#### Given exercise:
Write out, word for word, every line from the one containing "Exercise. Label the leafy" through the last line of the records below, both ends included.
- - - - - - -
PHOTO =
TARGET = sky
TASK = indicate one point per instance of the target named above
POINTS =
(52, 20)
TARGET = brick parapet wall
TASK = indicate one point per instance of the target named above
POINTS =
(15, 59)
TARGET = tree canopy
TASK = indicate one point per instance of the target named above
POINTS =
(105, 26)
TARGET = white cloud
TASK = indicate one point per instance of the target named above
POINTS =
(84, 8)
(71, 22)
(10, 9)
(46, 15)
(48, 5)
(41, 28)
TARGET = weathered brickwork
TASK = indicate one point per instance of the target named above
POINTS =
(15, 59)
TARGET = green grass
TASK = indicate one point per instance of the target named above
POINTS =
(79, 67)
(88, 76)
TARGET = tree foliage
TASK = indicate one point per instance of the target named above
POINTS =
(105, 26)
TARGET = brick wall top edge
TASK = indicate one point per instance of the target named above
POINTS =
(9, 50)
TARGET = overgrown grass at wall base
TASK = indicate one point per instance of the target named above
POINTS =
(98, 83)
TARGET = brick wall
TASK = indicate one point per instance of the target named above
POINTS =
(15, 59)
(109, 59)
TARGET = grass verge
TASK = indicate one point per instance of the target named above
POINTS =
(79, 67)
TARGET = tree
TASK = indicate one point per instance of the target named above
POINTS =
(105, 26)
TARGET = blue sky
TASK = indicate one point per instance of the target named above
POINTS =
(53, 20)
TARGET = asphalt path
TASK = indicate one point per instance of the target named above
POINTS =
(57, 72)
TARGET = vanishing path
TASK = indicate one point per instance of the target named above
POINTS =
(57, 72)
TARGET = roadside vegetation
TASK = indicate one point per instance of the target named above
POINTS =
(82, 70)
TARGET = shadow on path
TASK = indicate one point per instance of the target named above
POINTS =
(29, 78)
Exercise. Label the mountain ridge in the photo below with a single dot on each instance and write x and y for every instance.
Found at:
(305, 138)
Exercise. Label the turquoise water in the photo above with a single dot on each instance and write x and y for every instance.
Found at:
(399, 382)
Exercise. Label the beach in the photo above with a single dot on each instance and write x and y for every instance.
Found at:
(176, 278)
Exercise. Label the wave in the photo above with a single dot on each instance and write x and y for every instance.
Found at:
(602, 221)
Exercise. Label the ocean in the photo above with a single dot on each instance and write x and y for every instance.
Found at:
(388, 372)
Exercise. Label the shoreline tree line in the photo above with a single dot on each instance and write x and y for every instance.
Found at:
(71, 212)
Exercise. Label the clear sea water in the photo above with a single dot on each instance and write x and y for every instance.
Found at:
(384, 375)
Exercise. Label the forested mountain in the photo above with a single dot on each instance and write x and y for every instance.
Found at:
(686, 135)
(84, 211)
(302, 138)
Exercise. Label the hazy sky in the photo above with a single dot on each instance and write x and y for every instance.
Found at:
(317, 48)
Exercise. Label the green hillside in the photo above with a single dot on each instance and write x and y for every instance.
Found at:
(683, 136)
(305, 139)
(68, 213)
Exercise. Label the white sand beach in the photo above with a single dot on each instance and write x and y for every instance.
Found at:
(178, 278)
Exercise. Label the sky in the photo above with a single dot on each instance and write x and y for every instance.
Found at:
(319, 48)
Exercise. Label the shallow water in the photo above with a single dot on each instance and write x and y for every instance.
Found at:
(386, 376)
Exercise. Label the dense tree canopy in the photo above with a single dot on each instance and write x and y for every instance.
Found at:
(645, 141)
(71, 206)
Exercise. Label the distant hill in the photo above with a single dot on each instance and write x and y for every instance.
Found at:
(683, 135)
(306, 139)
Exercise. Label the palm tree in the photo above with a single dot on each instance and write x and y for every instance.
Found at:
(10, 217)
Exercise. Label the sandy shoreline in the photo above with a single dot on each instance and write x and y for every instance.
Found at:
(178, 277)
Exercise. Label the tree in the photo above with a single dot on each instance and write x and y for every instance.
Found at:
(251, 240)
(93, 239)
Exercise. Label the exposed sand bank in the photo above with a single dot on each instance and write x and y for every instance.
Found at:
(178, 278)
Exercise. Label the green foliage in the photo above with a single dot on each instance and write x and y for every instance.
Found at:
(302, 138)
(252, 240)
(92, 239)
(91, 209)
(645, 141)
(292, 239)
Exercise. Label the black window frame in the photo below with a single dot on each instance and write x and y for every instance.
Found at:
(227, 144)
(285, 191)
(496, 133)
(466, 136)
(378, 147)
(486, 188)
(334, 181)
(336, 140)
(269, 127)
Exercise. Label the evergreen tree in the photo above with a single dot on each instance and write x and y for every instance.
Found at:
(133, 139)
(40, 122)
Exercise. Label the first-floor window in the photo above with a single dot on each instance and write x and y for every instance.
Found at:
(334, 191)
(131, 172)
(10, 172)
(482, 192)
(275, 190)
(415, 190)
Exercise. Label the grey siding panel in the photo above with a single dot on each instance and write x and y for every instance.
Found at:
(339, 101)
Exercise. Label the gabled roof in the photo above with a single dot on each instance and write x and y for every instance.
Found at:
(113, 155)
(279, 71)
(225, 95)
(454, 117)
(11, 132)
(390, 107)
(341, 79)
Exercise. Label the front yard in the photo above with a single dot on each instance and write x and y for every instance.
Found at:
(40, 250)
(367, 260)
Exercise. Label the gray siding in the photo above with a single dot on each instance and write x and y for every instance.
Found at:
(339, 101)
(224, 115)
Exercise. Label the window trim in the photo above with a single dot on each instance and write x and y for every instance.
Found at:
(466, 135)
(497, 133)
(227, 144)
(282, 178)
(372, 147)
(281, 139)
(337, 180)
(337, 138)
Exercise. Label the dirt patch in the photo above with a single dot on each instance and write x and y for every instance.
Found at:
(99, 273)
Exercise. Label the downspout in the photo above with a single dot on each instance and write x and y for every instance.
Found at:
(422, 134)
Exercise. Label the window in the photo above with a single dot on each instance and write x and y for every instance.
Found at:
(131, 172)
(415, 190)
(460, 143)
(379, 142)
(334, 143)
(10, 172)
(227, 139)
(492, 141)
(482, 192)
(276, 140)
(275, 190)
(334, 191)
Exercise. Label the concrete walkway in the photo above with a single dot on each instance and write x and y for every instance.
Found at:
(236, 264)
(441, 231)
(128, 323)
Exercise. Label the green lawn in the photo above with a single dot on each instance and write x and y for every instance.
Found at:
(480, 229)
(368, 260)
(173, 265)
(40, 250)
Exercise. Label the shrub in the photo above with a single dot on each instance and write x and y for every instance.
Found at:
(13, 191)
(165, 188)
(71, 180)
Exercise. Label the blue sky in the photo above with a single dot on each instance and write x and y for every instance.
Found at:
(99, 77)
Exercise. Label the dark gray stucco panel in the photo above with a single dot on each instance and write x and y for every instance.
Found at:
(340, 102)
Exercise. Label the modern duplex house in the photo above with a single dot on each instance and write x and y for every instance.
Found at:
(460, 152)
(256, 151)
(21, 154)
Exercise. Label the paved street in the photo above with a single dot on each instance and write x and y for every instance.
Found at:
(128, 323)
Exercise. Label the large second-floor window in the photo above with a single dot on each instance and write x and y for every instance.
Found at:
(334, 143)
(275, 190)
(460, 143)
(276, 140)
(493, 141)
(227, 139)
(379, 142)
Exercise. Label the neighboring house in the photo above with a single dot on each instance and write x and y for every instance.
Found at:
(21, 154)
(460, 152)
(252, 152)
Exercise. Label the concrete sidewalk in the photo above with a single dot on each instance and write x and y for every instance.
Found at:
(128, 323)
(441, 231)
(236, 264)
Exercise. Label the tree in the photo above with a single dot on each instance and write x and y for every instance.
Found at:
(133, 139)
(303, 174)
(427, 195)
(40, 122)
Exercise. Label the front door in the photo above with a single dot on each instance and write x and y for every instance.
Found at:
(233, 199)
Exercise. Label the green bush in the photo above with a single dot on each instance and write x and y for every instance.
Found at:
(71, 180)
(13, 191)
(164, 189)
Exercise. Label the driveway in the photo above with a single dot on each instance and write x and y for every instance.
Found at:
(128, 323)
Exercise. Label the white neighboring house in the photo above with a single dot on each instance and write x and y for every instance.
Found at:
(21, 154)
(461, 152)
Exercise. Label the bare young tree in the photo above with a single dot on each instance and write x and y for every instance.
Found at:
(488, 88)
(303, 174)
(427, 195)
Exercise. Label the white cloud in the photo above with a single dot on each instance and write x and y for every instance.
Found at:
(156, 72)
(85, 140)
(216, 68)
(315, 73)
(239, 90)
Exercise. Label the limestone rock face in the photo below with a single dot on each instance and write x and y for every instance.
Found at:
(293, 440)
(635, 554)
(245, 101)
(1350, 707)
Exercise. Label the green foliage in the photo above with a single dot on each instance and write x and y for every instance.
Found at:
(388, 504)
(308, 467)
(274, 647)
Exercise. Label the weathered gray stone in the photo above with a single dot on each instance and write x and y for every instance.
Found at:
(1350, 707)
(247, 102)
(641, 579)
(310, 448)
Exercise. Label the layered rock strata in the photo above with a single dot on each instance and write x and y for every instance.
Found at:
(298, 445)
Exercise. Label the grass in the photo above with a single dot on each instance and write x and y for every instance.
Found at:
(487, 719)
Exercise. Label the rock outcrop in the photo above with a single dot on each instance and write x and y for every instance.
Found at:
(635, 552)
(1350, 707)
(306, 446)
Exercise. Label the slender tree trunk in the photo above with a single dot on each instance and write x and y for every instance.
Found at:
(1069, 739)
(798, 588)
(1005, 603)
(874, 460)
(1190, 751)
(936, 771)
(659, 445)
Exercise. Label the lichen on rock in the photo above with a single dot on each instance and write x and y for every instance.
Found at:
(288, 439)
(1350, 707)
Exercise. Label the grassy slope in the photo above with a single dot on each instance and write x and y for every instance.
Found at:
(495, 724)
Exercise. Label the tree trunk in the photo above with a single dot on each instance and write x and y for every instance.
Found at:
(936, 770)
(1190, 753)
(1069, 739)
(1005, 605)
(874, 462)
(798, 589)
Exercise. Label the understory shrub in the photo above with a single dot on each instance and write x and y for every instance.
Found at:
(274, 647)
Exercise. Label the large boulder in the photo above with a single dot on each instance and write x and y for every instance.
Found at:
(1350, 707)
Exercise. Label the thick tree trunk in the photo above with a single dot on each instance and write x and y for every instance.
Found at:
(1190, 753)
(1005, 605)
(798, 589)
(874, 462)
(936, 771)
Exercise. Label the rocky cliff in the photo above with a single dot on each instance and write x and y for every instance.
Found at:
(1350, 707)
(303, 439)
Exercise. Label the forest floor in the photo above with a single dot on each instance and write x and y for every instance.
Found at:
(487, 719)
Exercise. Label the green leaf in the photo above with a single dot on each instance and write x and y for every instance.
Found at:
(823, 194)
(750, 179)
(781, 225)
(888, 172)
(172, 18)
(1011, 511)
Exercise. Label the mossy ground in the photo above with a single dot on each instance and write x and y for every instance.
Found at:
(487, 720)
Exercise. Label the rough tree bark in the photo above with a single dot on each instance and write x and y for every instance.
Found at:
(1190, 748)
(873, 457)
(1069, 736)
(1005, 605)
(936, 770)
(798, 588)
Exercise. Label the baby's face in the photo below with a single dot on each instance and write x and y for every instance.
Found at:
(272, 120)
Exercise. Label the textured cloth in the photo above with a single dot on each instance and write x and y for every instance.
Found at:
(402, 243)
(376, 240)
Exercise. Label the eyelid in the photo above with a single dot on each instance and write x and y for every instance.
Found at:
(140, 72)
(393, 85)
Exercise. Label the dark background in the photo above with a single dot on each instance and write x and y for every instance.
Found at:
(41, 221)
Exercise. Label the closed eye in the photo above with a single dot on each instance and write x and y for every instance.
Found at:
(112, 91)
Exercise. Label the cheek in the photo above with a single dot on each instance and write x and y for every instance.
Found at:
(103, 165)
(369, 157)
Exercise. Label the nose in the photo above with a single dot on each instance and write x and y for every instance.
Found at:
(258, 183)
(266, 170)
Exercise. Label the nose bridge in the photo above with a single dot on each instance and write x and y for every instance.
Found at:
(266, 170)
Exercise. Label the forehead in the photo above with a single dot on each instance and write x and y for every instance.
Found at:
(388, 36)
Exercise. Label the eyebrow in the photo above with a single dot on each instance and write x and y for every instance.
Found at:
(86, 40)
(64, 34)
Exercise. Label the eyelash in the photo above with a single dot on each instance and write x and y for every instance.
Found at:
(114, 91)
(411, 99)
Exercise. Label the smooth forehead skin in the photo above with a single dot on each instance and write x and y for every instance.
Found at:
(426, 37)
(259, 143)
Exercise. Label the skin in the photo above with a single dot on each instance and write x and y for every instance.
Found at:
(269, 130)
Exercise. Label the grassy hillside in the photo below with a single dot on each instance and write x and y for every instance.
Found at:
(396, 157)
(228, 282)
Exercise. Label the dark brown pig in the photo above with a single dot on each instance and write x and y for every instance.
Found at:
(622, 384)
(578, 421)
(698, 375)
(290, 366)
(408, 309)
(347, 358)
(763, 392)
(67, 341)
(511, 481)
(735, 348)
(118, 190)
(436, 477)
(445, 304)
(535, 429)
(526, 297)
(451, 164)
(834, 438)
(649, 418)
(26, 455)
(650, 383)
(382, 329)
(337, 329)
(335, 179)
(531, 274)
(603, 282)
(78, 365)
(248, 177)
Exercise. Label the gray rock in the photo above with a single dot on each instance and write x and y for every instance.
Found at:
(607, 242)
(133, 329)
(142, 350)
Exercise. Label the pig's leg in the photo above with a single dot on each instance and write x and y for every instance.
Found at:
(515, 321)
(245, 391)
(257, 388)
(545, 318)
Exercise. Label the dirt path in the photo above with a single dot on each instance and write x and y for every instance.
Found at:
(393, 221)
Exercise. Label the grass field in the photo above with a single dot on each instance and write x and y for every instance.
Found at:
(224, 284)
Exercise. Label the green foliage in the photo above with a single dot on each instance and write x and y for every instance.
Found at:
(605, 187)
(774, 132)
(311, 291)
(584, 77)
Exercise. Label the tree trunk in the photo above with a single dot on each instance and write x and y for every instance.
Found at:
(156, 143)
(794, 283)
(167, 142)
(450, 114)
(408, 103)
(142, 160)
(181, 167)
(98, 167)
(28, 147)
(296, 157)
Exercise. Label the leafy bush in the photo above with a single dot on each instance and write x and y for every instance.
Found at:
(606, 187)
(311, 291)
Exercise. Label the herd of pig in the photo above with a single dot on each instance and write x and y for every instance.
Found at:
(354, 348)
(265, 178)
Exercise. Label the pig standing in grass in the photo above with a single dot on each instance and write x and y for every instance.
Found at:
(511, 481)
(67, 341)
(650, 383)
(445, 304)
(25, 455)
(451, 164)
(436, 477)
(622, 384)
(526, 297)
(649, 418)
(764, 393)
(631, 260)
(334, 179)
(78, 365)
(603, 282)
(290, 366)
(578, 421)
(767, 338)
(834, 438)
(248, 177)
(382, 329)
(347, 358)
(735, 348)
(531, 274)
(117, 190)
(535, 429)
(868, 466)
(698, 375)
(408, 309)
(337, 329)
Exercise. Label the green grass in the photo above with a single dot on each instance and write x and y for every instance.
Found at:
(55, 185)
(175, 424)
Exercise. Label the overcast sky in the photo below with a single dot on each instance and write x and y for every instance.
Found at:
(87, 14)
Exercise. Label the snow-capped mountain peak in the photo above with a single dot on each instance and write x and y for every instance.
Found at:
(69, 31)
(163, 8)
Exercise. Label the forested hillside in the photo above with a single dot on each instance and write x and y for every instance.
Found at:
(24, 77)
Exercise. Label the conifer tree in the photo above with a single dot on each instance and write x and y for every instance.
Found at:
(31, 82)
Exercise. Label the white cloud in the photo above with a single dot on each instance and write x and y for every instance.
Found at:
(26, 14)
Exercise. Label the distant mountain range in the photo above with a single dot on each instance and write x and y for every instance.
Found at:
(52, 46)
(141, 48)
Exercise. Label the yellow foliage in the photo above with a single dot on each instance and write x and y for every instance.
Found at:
- - - - - - -
#### The output:
Exercise. Label the leafy bush in the photo above with a single dot on each instance and write x and y for every instance.
Found at:
(606, 187)
(311, 291)
Exercise. Label the herd of pig in the photo above with a single dot on each instance and write x and y for every instance.
Found at:
(354, 348)
(265, 178)
Exercise. Label the pig standing in grass in the photo above with a single dot on each instance and write x and y for every instance.
Found at:
(511, 481)
(67, 341)
(650, 383)
(445, 304)
(25, 455)
(451, 164)
(436, 477)
(622, 384)
(526, 297)
(649, 418)
(764, 393)
(631, 260)
(334, 179)
(78, 365)
(603, 282)
(290, 366)
(578, 421)
(767, 338)
(834, 438)
(248, 177)
(382, 329)
(347, 358)
(735, 348)
(531, 274)
(117, 190)
(535, 429)
(868, 466)
(698, 375)
(408, 309)
(337, 329)
Exercise. Label the green grass in the photo above with a single dot on each instance and write x and y for every instance.
Found at:
(55, 185)
(175, 424)
Exercise. Label the overcast sky in the photo below with a single dot on each instance and write x and y for every instance.
Found at:
(87, 14)
Exercise. Label the snow-capped mountain peak in the photo above with a single dot on each instance and write x and y for every instance.
Found at:
(69, 31)
(163, 8)
Exercise. Label the forested hillside in the photo above with a single dot on each instance and write x and y for every instance.
Found at:
(24, 77)
Exercise. Label the conifer tree in the photo above with a single dot on each instance and write x and y for every instance.
Found at:
(31, 82)
Exercise. Label the white cloud in the photo above with a single dot on each instance and write x and y for every instance.
Found at:
(26, 14)
Exercise. Label the distant mountain range in the photo above with a single dot on each instance and write x and y for every instance.
Found at:
(52, 46)
(141, 48)
Exercise. Label the yellow foliage in the photo above with a single dot on each instance and write x and y for every instance.
Found at:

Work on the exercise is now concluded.